ITEMS —
◇ ◇ ◇ ◇

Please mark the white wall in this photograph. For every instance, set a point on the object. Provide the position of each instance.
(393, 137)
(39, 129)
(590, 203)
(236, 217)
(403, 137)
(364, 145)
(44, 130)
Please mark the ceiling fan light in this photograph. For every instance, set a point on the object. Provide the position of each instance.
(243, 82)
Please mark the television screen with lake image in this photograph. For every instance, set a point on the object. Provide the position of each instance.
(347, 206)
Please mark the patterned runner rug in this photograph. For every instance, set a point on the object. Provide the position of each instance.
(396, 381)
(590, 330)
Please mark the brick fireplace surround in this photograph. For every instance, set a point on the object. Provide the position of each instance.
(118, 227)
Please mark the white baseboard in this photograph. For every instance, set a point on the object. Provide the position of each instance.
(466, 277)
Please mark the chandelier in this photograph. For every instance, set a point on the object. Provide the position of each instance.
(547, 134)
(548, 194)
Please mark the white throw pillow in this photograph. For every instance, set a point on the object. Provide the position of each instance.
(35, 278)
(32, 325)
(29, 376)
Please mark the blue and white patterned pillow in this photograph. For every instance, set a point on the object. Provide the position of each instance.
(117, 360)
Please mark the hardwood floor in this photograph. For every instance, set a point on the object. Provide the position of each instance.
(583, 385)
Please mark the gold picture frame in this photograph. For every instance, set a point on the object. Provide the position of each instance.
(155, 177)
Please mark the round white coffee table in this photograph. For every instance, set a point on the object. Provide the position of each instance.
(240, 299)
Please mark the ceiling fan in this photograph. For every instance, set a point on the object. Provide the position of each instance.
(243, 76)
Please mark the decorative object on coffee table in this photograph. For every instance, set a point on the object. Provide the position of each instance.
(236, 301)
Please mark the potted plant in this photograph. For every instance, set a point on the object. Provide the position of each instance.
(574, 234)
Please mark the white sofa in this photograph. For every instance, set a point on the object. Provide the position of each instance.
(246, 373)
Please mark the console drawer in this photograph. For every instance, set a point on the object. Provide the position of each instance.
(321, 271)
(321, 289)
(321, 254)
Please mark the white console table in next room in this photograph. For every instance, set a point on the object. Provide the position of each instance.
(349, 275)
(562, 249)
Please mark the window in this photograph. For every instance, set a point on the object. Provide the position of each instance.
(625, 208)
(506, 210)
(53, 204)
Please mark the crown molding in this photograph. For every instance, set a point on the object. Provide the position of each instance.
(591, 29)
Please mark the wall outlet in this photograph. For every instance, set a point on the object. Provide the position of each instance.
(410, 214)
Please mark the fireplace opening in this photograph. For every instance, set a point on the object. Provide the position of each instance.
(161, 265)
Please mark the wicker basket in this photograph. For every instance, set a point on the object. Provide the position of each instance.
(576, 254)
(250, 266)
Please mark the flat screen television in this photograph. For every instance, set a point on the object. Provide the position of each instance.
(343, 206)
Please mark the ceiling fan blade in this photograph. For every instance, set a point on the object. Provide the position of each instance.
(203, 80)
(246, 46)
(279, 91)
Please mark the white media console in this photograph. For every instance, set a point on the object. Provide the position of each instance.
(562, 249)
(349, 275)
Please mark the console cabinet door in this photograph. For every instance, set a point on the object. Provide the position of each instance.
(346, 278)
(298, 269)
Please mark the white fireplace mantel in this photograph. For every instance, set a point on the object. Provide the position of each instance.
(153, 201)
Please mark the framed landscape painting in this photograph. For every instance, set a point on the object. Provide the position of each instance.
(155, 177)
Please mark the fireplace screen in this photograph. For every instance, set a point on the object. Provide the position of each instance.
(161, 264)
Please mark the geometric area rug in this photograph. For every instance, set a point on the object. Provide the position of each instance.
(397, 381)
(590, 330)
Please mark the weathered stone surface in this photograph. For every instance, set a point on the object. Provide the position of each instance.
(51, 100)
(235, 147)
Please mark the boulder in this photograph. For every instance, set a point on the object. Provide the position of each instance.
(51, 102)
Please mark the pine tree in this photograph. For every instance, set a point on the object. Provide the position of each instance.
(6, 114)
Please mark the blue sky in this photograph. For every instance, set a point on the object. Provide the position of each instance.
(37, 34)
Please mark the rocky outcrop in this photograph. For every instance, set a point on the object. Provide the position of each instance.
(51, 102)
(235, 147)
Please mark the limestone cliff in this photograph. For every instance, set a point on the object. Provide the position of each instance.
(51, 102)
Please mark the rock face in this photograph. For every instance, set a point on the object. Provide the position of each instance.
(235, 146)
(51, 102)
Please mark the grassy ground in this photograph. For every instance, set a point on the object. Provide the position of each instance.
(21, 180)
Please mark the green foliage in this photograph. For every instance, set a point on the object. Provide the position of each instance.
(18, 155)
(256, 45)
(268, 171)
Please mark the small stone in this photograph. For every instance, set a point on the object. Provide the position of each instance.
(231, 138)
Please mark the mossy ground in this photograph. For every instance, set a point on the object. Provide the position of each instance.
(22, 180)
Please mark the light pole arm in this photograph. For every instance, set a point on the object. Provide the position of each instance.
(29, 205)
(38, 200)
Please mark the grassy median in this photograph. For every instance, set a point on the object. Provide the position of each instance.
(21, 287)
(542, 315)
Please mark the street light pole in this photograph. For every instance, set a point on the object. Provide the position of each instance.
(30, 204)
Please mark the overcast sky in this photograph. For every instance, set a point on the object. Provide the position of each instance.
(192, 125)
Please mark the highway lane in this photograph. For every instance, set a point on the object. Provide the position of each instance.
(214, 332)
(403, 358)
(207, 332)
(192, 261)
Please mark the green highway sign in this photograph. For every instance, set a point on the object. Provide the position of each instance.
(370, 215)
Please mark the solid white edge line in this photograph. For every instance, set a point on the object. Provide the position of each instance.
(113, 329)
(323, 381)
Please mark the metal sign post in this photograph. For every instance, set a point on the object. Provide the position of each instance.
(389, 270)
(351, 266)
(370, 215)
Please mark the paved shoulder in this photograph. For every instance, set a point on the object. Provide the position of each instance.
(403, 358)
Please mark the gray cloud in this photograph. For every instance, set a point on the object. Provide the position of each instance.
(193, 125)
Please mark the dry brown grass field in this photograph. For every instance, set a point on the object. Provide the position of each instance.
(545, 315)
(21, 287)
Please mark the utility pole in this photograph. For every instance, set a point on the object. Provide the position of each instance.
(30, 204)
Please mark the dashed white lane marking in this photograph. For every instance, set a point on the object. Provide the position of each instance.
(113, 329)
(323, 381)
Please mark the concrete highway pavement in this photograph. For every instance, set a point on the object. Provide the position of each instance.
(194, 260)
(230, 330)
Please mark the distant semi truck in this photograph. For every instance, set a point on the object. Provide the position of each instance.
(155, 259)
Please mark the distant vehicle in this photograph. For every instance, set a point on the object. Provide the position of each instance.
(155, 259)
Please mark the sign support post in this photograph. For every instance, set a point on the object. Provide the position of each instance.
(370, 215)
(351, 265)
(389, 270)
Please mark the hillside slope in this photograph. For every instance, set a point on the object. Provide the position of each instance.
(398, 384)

◇ ◇ ◇ ◇

SET EXERCISE — Render only the lines from the one containing "Please mark the dashed" through the final line as a Markdown table with the columns "No." and "Line", omitting any blank lines.

TASK SOLUTION —
| No. | Line |
|---|---|
| 1 | Please mark the dashed white lane marking in this photograph. For every instance, set a point on the object. Provide the position of each instance. |
| 2 | (113, 329) |
| 3 | (323, 381) |
| 4 | Please mark the concrete highway pavement in this photograph. For every instance, set a point on the object. Provide the position of each instance. |
| 5 | (194, 260) |
| 6 | (230, 330) |
| 7 | Please mark the distant semi truck in this photograph. For every instance, set a point on the object. Provide the position of each instance. |
| 8 | (155, 259) |
| 9 | Please mark the distant vehicle in this photograph. For every instance, set a point on the object. Provide the position of each instance. |
| 10 | (155, 259) |
| 11 | Please mark the sign support post in this photograph. For every instance, set a point on the object. Provide the position of each instance. |
| 12 | (370, 215) |
| 13 | (351, 265) |
| 14 | (389, 270) |
| 15 | Please mark the hillside slope in this photograph. For every instance, set a point on the object. Provide the position of each instance. |
| 16 | (398, 384) |